Identify the line in which "Point out the light" appears, then reproduce that line and all remaining lines of the records word for word.
──────────────────────────────
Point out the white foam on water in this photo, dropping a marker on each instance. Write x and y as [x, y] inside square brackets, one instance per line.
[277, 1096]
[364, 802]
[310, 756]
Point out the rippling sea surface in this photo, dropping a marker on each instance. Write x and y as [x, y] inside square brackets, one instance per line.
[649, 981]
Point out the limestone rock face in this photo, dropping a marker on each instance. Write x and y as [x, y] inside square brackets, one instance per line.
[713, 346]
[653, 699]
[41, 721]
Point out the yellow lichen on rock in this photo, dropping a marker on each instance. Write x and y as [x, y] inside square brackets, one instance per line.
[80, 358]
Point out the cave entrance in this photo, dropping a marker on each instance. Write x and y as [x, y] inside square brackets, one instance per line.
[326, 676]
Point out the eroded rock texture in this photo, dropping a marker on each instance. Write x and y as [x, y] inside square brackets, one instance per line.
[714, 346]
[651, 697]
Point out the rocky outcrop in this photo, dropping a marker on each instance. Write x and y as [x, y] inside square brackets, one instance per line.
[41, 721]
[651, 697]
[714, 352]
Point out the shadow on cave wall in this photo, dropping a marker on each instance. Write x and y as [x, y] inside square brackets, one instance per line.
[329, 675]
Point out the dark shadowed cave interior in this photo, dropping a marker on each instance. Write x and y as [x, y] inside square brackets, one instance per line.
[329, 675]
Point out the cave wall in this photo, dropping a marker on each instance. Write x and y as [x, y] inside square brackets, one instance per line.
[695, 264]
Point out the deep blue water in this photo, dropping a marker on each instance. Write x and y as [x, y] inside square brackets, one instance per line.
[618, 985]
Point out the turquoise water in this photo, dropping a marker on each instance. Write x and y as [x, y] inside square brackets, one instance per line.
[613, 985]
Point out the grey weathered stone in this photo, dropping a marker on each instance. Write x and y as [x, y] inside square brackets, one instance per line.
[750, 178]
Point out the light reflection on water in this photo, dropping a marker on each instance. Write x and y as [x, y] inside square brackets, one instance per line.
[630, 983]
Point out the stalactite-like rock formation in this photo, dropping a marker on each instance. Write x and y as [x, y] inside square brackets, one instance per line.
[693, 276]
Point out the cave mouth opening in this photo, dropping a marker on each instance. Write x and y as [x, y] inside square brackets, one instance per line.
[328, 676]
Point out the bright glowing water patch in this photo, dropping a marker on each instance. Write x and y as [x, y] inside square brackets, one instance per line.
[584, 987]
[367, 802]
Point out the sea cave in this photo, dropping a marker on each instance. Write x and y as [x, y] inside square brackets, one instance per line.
──────────────────────────────
§ Response for this exercise:
Point out the light reflection on water in this photo, dropping a marker on each instance. Write x and y as [x, y] inside square brackets, one instance per line.
[630, 983]
Point out the stalactite-like rock formation in this photo, dropping a marker on each instance. Write x and y as [x, y] inside square brackets, one instance per line.
[693, 276]
Point out the cave mouth opening in this photo, dropping a marker on each instance. Write x and y as [x, y] inside square brackets, one instance per line.
[328, 676]
Point out the bright glowing water patch in this photo, dropping a marker on each instance. Write x and y as [x, y] inside square brackets, one instance per line.
[584, 987]
[367, 802]
Point out the sea cave in this photo, dropping a marker on each instance. Write x and y as [x, y] inside square brackets, one instance per line.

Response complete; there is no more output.